_Extracted data_
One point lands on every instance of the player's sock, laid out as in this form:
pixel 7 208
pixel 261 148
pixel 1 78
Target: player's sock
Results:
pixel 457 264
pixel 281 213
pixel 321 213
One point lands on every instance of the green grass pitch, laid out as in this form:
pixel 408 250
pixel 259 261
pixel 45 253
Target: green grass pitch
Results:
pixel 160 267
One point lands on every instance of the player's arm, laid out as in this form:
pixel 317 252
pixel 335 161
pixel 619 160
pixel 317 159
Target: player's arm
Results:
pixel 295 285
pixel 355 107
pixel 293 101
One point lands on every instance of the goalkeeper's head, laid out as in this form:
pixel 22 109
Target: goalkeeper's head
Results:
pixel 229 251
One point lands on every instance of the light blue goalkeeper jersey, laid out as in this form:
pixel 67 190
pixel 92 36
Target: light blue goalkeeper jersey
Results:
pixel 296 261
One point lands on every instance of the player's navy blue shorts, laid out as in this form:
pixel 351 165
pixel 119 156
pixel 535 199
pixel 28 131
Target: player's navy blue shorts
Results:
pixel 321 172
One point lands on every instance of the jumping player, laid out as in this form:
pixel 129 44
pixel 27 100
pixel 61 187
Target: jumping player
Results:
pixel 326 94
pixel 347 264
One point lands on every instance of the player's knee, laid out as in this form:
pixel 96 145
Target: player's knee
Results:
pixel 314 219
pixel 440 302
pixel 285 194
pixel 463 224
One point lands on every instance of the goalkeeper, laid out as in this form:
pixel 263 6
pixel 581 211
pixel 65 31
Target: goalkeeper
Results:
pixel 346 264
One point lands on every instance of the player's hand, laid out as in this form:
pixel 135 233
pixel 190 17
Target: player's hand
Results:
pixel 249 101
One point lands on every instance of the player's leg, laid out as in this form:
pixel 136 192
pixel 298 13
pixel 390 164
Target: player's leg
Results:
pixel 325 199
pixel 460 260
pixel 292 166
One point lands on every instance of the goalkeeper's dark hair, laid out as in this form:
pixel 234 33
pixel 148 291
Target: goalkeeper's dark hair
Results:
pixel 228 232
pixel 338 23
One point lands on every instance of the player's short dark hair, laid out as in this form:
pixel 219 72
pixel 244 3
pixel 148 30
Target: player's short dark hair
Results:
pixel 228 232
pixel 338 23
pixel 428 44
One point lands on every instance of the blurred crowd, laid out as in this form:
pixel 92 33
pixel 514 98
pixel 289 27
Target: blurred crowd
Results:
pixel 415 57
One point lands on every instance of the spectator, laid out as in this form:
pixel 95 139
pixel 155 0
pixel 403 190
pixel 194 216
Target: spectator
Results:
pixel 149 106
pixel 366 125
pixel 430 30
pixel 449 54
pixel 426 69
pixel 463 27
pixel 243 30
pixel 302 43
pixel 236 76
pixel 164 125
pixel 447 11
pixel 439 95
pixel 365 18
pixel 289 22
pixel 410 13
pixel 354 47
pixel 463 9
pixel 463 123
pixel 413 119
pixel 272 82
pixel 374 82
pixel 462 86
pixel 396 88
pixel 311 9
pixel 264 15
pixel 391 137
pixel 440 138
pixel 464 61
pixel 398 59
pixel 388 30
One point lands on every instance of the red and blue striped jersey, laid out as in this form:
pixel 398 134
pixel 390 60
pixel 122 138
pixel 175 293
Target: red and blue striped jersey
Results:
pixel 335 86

_Directions for this task_
Rewrite the items from the line containing "One point lands on every instance of the player's leg, laid" through the last line of the items, changing "Results" to "Points" and leaving everything else as it is.

_Correct result_
One point lands on every instance of the player's leg, laid out as in this form:
pixel 136 192
pixel 298 13
pixel 390 164
Target: player's leg
Points:
pixel 325 199
pixel 460 260
pixel 292 166
One point lands on every instance of the goalkeeper's dark hair, laid out as in this form:
pixel 234 33
pixel 148 291
Target: goalkeeper's dark hair
Points:
pixel 228 232
pixel 338 23
One point lands on every instance of the player's short dark hair, laid out as in this form:
pixel 219 72
pixel 244 3
pixel 148 30
Target: player's short dark hair
Points:
pixel 228 232
pixel 338 23
pixel 428 44
One point lands on every instance of the blurred crowd, laid out as in this form:
pixel 92 33
pixel 514 98
pixel 289 27
Target: blurred crowd
Points:
pixel 415 57
One point lands on every instance of the spectator, laid out as in this form:
pixel 95 139
pixel 155 0
pixel 403 190
pixel 194 216
Target: spectator
Points:
pixel 149 106
pixel 366 125
pixel 430 30
pixel 449 54
pixel 426 69
pixel 463 27
pixel 243 30
pixel 302 43
pixel 236 76
pixel 164 125
pixel 447 11
pixel 439 95
pixel 365 18
pixel 289 22
pixel 410 13
pixel 354 47
pixel 463 9
pixel 463 123
pixel 413 119
pixel 272 82
pixel 374 82
pixel 462 86
pixel 396 88
pixel 311 9
pixel 264 15
pixel 391 137
pixel 440 138
pixel 464 61
pixel 398 59
pixel 388 30
One point lands on every instance of the red and blue striped jersey, laid out as in this form:
pixel 398 134
pixel 390 60
pixel 122 138
pixel 175 293
Target: red and blue striped jersey
Points:
pixel 335 86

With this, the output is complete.